II.                LE CONTEXTE

[2]               Les faits énoncés ci-dessous sont extraits des documents déposés par le demandeur et le défendeur, ainsi que les documents transmis par la Commission, en vertu de l’article 317 des Règles des Cours fédérales, DORS/98-106 (les Règles).

[3]               Un Dossier du tribunal a été déposé par la Commission; il était accompagné d’une lettre datée du 23 août 2012. Selon cette lettre, les documents dont la Commission disposait avant de rendre sa décision étaient : le rapport d’enquête, le formulaire de plainte et les observations des parties en réponse au rapport d’enquête.

[4]               À la demande écrite des avocats du défendeur, le commissaire a fourni un Dossier complémentaire accompagné d’une lettre datée du 1er novembre 2012. Ce Dossier complémentaire contenait des « documents » en la possession de la Commission relativement à la plainte du demandeur. Le commissaire ne disposait pas de tous ces documents quand la décision a été rendue, et ces documents n’ont pas été pris en compte pour les besoins de la présente instance.

[5]               Le demandeur travaille dans un centre d’appels du défendeur. Il s’identifie comme un Africain noir. Il est bilingue et a aidé des consommateurs en français au cours de son emploi.

[6]               Le demandeur a commencé à travailler pour le défendeur en septembre 2006, à titre d’employé contractuel, sur une base temporaire. En juillet 2007, il a été embauché, sur une base permanente, à titre d’agent de centre d’appels de niveau I. Le demandeur qualifie le poste d’agent de niveau I comme un poste de niveau d’entrée qui peut mener à une promotion au poste d’agent de niveau II après environ 6 à 10 mois. Selon les échelons de carrière du centre d’appels, lorsqu’un employé a occupé le poste d’agent de niveau II, il peut obtenir une promotion au poste d’agent de recouvrement après environ quatre mois.

[7]               En septembre 2008, le demandeur était toujours employé au poste d’agent de niveau I, malgré le fait que d’autres personnes qui ont été embauchées en même temps que lui avaient obtenu des promotions. Le demandeur a communiqué avec le service des ressources humaines du défendeur, il a fait valoir que son défaut de promotion était discriminatoire.

Quelques enregistrements:
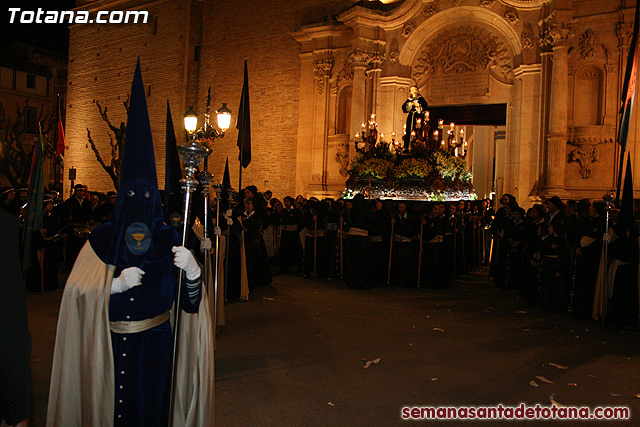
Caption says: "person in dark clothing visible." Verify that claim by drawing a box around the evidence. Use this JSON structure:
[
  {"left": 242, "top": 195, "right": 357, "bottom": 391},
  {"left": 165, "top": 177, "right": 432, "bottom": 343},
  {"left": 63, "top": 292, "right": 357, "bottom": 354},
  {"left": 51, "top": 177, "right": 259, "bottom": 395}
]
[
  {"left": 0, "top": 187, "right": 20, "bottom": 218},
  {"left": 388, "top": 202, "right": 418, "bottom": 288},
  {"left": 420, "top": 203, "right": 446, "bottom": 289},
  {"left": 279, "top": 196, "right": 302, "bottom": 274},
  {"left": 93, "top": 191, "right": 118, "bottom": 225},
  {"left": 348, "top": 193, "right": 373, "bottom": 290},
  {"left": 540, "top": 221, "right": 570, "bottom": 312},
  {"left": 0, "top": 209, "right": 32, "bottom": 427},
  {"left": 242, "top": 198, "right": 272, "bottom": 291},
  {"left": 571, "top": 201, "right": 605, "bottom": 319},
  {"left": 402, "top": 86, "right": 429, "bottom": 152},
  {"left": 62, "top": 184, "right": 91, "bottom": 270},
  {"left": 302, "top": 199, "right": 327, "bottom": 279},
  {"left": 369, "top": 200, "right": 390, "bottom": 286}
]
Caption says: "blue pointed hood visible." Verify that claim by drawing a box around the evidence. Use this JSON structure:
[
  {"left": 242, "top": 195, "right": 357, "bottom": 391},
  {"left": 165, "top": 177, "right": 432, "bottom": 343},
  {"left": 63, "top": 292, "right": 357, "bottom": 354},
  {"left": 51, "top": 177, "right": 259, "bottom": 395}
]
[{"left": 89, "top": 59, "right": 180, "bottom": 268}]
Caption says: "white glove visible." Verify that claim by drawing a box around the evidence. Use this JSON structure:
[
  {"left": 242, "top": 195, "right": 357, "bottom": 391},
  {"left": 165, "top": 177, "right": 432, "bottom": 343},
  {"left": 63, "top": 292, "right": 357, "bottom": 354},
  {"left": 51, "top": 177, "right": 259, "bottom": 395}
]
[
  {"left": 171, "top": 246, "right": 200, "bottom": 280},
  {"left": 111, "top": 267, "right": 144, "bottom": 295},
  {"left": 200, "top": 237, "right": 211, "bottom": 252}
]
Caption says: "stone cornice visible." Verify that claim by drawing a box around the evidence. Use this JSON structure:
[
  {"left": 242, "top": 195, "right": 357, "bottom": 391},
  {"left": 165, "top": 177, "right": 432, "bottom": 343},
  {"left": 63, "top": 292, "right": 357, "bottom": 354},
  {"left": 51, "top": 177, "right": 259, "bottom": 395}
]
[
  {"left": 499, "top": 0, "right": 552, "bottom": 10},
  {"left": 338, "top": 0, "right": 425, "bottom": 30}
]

==

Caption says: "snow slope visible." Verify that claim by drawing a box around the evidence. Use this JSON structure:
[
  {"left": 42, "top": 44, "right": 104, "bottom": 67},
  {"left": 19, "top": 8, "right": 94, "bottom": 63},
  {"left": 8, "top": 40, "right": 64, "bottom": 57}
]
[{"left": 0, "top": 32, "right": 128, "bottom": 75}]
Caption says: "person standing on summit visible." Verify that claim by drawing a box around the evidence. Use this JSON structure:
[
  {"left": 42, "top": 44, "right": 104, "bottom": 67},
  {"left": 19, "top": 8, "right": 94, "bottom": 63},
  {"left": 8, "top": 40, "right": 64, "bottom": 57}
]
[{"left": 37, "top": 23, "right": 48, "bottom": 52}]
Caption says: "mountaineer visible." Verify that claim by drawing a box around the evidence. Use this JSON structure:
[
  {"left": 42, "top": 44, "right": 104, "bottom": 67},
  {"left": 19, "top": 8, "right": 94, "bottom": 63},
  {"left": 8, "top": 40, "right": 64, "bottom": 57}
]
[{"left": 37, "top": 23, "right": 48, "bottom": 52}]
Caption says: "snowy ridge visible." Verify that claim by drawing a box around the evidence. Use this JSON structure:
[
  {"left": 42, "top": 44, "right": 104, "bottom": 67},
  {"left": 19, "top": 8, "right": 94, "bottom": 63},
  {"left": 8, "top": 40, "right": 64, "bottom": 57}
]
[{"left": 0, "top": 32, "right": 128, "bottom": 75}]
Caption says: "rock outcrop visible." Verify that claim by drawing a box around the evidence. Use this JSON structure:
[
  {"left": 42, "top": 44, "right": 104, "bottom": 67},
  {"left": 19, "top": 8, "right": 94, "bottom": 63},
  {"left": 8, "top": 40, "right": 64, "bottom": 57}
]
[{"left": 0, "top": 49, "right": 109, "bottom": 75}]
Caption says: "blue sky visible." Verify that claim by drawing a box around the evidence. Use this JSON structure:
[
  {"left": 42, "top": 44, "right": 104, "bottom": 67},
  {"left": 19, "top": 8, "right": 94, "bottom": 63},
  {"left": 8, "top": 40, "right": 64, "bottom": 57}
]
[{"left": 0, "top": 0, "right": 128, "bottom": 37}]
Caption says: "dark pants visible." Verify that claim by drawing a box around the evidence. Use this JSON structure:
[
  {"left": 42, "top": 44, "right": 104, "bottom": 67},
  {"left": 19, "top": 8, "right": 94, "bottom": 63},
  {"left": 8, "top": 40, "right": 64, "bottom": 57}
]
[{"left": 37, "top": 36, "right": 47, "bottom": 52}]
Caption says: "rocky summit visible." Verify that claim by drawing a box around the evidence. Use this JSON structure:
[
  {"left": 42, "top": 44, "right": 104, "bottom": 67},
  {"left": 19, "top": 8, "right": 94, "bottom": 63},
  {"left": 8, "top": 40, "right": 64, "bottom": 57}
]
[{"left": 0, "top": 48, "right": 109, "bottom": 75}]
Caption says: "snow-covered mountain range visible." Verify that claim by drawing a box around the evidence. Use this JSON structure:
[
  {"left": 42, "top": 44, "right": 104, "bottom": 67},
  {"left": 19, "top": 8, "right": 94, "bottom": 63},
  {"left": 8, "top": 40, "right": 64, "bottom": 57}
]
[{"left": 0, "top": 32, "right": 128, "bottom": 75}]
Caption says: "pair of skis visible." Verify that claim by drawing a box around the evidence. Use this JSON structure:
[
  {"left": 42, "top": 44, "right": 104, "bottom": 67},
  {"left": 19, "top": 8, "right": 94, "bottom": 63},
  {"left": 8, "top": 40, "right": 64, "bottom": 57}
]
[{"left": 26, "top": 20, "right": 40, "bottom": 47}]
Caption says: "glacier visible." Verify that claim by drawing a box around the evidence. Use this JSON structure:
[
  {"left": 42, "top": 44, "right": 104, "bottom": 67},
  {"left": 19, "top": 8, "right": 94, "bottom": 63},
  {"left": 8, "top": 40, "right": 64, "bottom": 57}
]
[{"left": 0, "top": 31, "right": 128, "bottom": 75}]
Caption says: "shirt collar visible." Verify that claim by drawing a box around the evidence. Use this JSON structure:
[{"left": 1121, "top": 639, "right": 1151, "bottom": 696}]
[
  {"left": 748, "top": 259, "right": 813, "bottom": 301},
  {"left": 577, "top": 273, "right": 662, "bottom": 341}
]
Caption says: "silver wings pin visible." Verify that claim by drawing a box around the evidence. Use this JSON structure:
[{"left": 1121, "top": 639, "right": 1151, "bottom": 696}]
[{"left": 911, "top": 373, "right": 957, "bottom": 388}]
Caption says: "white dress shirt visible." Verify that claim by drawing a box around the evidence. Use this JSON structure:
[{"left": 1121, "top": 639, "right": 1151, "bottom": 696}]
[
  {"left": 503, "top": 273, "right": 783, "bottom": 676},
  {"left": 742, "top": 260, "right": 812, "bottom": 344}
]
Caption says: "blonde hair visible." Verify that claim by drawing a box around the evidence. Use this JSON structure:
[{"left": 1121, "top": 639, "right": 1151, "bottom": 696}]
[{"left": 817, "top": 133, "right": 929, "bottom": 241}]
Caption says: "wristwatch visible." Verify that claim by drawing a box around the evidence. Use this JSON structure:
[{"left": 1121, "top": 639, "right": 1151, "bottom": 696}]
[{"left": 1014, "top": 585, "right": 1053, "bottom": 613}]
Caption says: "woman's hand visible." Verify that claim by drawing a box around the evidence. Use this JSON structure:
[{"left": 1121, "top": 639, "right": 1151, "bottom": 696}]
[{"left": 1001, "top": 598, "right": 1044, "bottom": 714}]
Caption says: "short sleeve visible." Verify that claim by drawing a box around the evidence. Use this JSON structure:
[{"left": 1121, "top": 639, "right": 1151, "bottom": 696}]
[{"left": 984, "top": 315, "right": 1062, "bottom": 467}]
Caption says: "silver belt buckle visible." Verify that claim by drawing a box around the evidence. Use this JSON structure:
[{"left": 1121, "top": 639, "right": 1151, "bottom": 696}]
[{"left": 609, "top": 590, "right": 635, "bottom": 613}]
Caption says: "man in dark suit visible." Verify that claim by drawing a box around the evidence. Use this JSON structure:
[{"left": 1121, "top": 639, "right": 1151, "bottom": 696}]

==

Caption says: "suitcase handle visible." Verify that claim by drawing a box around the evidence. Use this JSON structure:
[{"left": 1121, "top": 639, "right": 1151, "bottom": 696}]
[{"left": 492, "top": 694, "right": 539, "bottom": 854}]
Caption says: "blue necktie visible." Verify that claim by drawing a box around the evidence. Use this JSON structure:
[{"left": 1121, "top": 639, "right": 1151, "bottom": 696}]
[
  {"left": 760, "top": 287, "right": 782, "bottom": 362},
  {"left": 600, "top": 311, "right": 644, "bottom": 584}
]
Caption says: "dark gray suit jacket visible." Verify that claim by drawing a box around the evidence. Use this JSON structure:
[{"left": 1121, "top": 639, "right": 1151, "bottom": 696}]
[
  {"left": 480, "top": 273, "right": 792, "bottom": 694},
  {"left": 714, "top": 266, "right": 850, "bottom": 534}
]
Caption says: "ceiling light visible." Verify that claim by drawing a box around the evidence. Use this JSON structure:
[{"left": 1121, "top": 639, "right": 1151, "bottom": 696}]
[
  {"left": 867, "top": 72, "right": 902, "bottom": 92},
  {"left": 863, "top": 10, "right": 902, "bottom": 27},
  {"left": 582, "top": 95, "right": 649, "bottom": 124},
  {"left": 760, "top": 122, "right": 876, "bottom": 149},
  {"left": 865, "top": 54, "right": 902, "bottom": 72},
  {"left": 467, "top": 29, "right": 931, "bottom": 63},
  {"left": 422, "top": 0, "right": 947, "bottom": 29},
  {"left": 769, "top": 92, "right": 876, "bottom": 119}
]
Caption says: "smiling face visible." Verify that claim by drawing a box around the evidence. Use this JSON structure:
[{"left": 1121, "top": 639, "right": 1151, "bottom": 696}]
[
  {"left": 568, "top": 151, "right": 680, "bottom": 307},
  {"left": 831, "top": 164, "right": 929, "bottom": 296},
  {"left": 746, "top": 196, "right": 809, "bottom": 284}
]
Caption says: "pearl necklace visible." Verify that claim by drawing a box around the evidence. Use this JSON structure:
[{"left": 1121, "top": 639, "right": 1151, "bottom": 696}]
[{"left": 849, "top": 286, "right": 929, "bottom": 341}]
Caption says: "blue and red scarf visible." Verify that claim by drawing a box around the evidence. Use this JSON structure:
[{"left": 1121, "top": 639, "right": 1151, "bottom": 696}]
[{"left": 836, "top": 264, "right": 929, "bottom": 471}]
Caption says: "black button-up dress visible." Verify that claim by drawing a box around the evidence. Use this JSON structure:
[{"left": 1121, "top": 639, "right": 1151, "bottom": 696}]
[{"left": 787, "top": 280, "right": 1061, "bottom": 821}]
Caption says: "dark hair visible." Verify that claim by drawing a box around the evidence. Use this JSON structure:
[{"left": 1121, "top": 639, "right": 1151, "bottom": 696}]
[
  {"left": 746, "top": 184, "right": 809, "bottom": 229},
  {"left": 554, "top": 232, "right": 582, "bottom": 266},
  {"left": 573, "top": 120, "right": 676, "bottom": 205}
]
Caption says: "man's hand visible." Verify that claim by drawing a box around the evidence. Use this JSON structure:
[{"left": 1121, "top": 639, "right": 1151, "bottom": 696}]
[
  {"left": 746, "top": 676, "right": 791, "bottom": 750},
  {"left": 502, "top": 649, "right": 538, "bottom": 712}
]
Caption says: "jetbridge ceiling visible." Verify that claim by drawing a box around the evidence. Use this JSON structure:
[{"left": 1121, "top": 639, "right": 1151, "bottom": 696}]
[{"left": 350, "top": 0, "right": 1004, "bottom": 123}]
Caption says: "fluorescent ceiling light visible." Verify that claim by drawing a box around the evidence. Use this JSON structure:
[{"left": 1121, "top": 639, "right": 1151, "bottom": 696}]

* Tâche à réaliser *
Recopiez tel quel le passage de la section « Le contexte » qui va de « [4]               À la demande » à « de son emploi. », bornes incluses.

* Réponse correcte *
[4]               À la demande écrite des avocats du défendeur, le commissaire a fourni un Dossier complémentaire accompagné d’une lettre datée du 1er novembre 2012. Ce Dossier complémentaire contenait des « documents » en la possession de la Commission relativement à la plainte du demandeur. Le commissaire ne disposait pas de tous ces documents quand la décision a été rendue, et ces documents n’ont pas été pris en compte pour les besoins de la présente instance.

[5]               Le demandeur travaille dans un centre d’appels du défendeur. Il s’identifie comme un Africain noir. Il est bilingue et a aidé des consommateurs en français au cours de son emploi.